• What you have to do: Could you copy out every line of the data where the word "dark" occurs?

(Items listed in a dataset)
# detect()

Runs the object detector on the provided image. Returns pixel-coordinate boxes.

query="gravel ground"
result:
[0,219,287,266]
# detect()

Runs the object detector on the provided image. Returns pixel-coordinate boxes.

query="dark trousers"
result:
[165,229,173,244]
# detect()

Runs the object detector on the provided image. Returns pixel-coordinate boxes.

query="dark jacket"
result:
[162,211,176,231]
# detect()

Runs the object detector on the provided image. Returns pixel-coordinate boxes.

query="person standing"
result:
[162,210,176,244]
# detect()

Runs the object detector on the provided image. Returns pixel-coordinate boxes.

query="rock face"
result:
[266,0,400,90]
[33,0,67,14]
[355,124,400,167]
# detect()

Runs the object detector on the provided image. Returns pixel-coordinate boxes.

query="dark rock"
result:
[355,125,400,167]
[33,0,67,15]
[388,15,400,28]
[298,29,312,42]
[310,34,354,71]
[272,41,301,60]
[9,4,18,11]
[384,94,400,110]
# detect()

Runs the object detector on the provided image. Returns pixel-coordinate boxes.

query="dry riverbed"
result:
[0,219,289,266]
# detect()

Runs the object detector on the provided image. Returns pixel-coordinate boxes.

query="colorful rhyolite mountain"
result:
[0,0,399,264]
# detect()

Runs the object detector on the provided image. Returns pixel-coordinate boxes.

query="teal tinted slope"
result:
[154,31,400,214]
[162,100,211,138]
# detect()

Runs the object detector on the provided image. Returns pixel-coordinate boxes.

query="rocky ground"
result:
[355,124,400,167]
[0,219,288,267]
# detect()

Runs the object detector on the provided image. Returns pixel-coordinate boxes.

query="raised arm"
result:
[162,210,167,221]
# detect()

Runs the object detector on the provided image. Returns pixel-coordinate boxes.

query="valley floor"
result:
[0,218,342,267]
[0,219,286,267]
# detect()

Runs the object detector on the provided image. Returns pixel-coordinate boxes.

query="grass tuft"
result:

• Response for this exercise:
query="dark trousers"
query="dark jacket"
query="dark rock"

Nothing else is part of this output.